The full set of records must be returned exactly, character for character.

** Opening THE DATA block **

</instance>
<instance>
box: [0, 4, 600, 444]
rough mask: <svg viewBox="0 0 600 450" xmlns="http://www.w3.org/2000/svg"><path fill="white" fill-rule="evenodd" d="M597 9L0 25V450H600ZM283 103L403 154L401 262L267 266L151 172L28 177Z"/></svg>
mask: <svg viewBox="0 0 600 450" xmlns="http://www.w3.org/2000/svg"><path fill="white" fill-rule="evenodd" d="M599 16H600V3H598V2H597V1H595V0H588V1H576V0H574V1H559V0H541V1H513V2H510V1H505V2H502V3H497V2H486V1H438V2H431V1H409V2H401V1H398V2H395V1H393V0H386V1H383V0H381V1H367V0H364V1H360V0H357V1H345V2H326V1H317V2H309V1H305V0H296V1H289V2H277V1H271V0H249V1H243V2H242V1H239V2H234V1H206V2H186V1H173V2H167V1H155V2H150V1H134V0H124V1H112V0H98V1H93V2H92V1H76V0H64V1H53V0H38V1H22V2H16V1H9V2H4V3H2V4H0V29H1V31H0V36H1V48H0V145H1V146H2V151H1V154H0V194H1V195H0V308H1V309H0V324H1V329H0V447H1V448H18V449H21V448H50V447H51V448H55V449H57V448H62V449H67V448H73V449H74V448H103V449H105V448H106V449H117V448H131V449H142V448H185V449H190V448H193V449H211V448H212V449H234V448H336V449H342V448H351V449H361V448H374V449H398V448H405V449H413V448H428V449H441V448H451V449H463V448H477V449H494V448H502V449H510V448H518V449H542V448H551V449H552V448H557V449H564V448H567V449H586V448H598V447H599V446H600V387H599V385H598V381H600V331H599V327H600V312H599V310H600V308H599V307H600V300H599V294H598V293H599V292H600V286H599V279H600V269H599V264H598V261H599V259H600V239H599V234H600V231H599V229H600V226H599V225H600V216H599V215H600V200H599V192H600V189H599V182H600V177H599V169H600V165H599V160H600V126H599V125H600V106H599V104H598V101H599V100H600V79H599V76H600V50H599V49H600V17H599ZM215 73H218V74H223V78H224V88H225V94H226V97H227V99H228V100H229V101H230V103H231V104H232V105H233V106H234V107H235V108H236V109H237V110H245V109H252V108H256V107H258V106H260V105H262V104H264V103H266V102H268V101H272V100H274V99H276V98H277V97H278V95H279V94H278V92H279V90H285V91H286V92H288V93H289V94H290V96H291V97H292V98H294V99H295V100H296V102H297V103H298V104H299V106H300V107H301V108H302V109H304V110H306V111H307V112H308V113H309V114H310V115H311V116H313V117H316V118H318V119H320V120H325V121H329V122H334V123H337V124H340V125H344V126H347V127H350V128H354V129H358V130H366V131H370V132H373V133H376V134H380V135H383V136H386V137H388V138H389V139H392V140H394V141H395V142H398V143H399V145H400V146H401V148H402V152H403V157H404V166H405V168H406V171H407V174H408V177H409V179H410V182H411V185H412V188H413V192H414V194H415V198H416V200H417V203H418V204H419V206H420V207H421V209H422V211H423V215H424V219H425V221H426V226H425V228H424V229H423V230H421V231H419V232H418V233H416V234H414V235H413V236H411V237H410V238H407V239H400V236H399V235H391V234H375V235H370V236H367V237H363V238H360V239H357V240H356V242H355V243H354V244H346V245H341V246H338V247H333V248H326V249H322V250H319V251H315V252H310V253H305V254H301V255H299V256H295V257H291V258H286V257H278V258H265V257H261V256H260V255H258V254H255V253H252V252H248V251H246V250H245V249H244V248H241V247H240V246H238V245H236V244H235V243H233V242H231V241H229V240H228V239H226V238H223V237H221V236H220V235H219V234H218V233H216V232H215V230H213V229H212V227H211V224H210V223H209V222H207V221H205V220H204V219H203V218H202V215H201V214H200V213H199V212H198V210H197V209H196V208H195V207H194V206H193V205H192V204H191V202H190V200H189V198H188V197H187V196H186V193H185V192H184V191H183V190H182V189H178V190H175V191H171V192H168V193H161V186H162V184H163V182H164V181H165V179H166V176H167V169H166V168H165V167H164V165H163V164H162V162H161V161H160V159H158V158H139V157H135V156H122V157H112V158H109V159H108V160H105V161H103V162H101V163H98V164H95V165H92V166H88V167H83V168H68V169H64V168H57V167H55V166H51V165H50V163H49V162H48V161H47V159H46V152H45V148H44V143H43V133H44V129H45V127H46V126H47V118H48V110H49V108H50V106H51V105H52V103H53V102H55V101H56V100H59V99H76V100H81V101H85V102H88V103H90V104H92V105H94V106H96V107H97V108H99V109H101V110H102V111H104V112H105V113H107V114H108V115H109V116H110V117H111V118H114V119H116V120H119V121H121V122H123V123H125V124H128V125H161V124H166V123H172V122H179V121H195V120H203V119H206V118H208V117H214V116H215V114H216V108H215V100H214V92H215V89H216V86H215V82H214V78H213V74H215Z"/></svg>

** Closing THE DATA block **

__ANSWER SECTION__:
</instance>
<instance>
box: [0, 4, 600, 444]
rough mask: <svg viewBox="0 0 600 450" xmlns="http://www.w3.org/2000/svg"><path fill="white" fill-rule="evenodd" d="M597 9L0 25V450H600ZM283 103L403 154L401 262L267 266L151 172L28 177Z"/></svg>
mask: <svg viewBox="0 0 600 450" xmlns="http://www.w3.org/2000/svg"><path fill="white" fill-rule="evenodd" d="M599 16H600V3H598V2H597V1H595V0H588V1H576V0H574V1H559V0H541V1H513V2H510V1H505V2H502V3H497V2H486V1H438V2H431V1H409V2H401V1H398V2H395V1H393V0H386V1H383V0H381V1H367V0H364V1H360V0H357V1H345V2H326V1H317V2H309V1H305V0H296V1H289V2H277V1H271V0H249V1H243V2H242V1H239V2H234V1H206V2H186V1H173V2H167V1H155V2H150V1H134V0H124V1H112V0H98V1H93V2H92V1H76V0H64V1H53V0H38V1H22V2H16V1H9V2H4V3H2V4H0V29H1V31H0V36H1V48H0V145H1V146H2V151H1V154H0V194H1V195H0V308H1V309H0V324H1V329H0V447H1V448H18V449H21V448H50V447H51V448H55V449H57V448H62V449H67V448H73V449H74V448H103V449H105V448H106V449H117V448H131V449H142V448H185V449H190V448H193V449H211V448H212V449H234V448H336V449H342V448H351V449H361V448H374V449H398V448H405V449H413V448H428V449H441V448H451V449H463V448H477V449H494V448H502V449H510V448H518V449H542V448H551V449H552V448H557V449H564V448H567V449H586V448H598V447H599V446H600V387H599V385H598V381H600V331H599V327H600V312H599V310H600V308H599V307H600V300H599V294H598V293H599V292H600V286H599V279H600V269H599V264H598V261H599V259H600V239H599V234H600V231H599V229H600V226H599V225H600V216H599V215H600V200H599V192H600V189H599V182H600V177H599V169H600V165H599V160H600V126H599V125H600V106H599V104H598V101H599V100H600V79H599V76H600V50H599V49H600V17H599ZM215 73H218V74H223V78H224V88H225V94H226V97H227V99H228V100H229V101H230V103H231V104H232V105H233V106H234V107H235V108H236V109H237V110H245V109H252V108H256V107H258V106H260V105H262V104H264V103H266V102H268V101H272V100H274V99H276V98H277V97H278V95H279V94H278V92H279V90H285V91H286V92H288V93H289V94H290V96H291V97H292V98H294V99H295V100H296V102H297V103H298V104H299V106H300V107H301V108H302V109H304V110H306V111H307V112H308V113H309V114H310V115H311V116H313V117H316V118H318V119H320V120H325V121H329V122H334V123H337V124H340V125H344V126H347V127H350V128H354V129H358V130H366V131H370V132H373V133H376V134H380V135H383V136H386V137H388V138H389V139H392V140H394V141H395V142H398V143H399V145H400V146H401V148H402V152H403V157H404V166H405V168H406V171H407V174H408V177H409V179H410V182H411V185H412V188H413V192H414V194H415V198H416V200H417V203H418V204H419V206H420V207H421V209H422V211H423V215H424V219H425V221H426V226H425V228H424V229H423V230H421V231H419V232H418V233H416V234H414V235H413V236H411V237H410V238H407V239H400V236H399V235H391V234H375V235H370V236H367V237H363V238H360V239H357V240H356V242H355V243H354V244H346V245H341V246H338V247H333V248H326V249H322V250H319V251H315V252H310V253H305V254H301V255H299V256H295V257H291V258H286V257H278V258H265V257H261V256H260V255H258V254H255V253H252V252H248V251H246V250H245V249H244V248H241V247H240V246H238V245H236V244H235V243H233V242H231V241H229V240H228V239H226V238H223V237H221V236H220V235H219V234H218V233H216V232H215V230H213V229H212V227H211V224H210V223H209V222H207V221H205V220H204V219H203V218H202V215H201V214H200V213H199V212H198V210H197V209H196V208H195V207H194V206H193V205H192V204H191V202H190V200H189V198H188V197H187V196H186V193H185V192H184V191H183V190H182V189H178V190H175V191H171V192H168V193H161V186H162V184H163V182H164V181H165V179H166V176H167V169H166V168H165V167H164V165H163V164H162V162H161V161H160V159H158V158H139V157H135V156H122V157H112V158H109V159H108V160H105V161H103V162H101V163H98V164H95V165H92V166H88V167H83V168H68V169H64V168H57V167H55V166H51V165H50V163H49V162H48V161H47V159H46V152H45V148H44V143H43V133H44V129H45V127H46V126H47V118H48V110H49V108H50V106H51V105H52V103H53V102H55V101H56V100H59V99H76V100H81V101H85V102H88V103H90V104H92V105H94V106H96V107H97V108H99V109H101V110H102V111H104V112H105V113H107V114H108V115H109V116H110V117H111V118H114V119H116V120H119V121H121V122H123V123H125V124H128V125H161V124H166V123H172V122H179V121H195V120H203V119H206V118H208V117H214V116H215V114H216V108H215V100H214V92H215V89H216V86H215V82H214V78H213V74H215Z"/></svg>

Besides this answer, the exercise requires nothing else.